Tugas yang Diberikan 1 = Tuliskan kembali bagian teks tentang inklusi sosial dalam ketahanan iklim dan bencana, mulai dari "Perubahan iklim dan" sampai dengan dan termasuk "rentan tidak tertinggal.", tanpa perubahan apa pun.

Teks yang Disediakan =

Inklusi Sosial dalam Ketahanan Iklim dan Bencana

Disclaimer: Tulisan ini merupakan pengembangan dari sesi berbagi pengetahuan bertema “Inklusi Sosial dan Ketahanan Iklim dan Bencana Dari Kebijakan ke Aksi Nyata”  dalam Asia Disaster and Climate Resilience Conference (ADEXCO) ke-4 tahun 2025 yang diselenggarakan oleh Badan Nasional Penanggulangan Bencana (BNPB).

Perubahan iklim dan meningkatnya risiko bencana bukan lagi sekadar isu global yang jauh dari kehidupan kita. Banjir yang makin sering melanda, cuaca ekstrem yang tak menentu, hingga kenaikan harga bahan pokok akibat gagal panen adalah contoh nyata bagaimana perubahan iklim memengaruhi aktivitas sehari-hari. Situasi ini menunjukkan bahwa membangun ketahanan iklim dan bencana bukan hanya tugas pemerintah, melainkan kebutuhan bersama, terutama agar kelompok masyarakat yang paling rentan tidak tertinggal.

Inklusi sosial menjadi kunci penting dalam menghadapi persoalan ini. Inklusi bukan sekadar istilah dalam dokumen kebijakan, melainkan prinsip bahwa setiap orang, tanpa terkecuali, berhak mendapatkan perlindungan, akses, dan kesempatan yang sama. Kelompok seperti perempuan, lansia, penyandang disabilitas, anak-anak, hingga masyarakat di pesisir sering kali menghadapi dampak bencana lebih berat dibanding kelompok lain. Misalnya, saat banjir datang, akses evakuasi sering kali tidak ramah bagi lansia atau penyandang disabilitas, atau ketika gempa melanda, perempuan lebih rentan karena tanggung jawab domestik yang membatasi ruang geraknya.

Untuk itulah pendekatan Gender, Disabilitas, dan Inklusi Sosial (GEDSI) semakin ditekankan dalam kebijakan maupun program penanggulangan bencana. Prinsip GEDSI memastikan tidak ada yang tertinggal, dari tahap pencegahan, penanganan darurat, hingga pemulihan. Belajar dari pengalaman bencana di beberapa daerah, fakta menunjukkan bahwa korban jiwa perempuan dewasa dan lanjut usia lebih banyak dibandingkan laki-laki. Data ini menegaskan bahwa kebutuhan khusus kelompok tertentu harus benar-benar diperhatikan.

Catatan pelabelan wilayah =

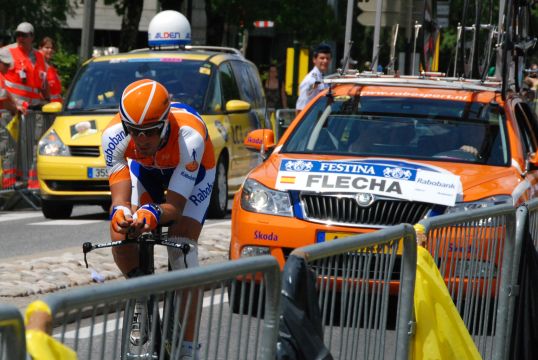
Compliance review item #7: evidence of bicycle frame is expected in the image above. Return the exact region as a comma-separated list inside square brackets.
[82, 226, 191, 360]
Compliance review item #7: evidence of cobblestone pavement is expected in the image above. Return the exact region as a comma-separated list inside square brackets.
[0, 223, 230, 308]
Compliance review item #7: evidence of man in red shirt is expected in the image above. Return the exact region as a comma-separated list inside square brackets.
[5, 22, 49, 107]
[0, 47, 24, 115]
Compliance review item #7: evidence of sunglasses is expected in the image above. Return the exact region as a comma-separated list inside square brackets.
[123, 121, 164, 137]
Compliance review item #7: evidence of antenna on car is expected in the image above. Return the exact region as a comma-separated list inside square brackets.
[339, 40, 353, 76]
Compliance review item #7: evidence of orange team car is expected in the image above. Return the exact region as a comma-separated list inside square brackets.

Tugas yang Diberikan 2 = Salin ulang baris-baris catatan dari baris yang memuat "Compliance review item #7: evidence of cobblestone" sampai dengan dan termasuk baris terakhir catatan, dengan "expected" diganti menjadi "required" dan bagian lain tetap sama.

Hasil 1 =
Perubahan iklim dan meningkatnya risiko bencana bukan lagi sekadar isu global yang jauh dari kehidupan kita. Banjir yang makin sering melanda, cuaca ekstrem yang tak menentu, hingga kenaikan harga bahan pokok akibat gagal panen adalah contoh nyata bagaimana perubahan iklim memengaruhi aktivitas sehari-hari. Situasi ini menunjukkan bahwa membangun ketahanan iklim dan bencana bukan hanya tugas pemerintah, melainkan kebutuhan bersama, terutama agar kelompok masyarakat yang paling rentan tidak tertinggal.

Hasil 2 =
Compliance review item #7: evidence of cobblestone pavement is required in the image above. Return the exact region as a comma-separated list inside square brackets.
[0, 223, 230, 308]
Compliance review item #7: evidence of man in red shirt is required in the image above. Return the exact region as a comma-separated list inside square brackets.
[5, 22, 49, 107]
[0, 47, 24, 115]
Compliance review item #7: evidence of sunglasses is required in the image above. Return the exact region as a comma-separated list inside square brackets.
[123, 121, 164, 137]
Compliance review item #7: evidence of antenna on car is required in the image above. Return the exact region as a comma-separated list inside square brackets.
[339, 40, 353, 76]
Compliance review item #7: evidence of orange team car is required in the image above. Return the exact region as a comma-separated list inside square brackets.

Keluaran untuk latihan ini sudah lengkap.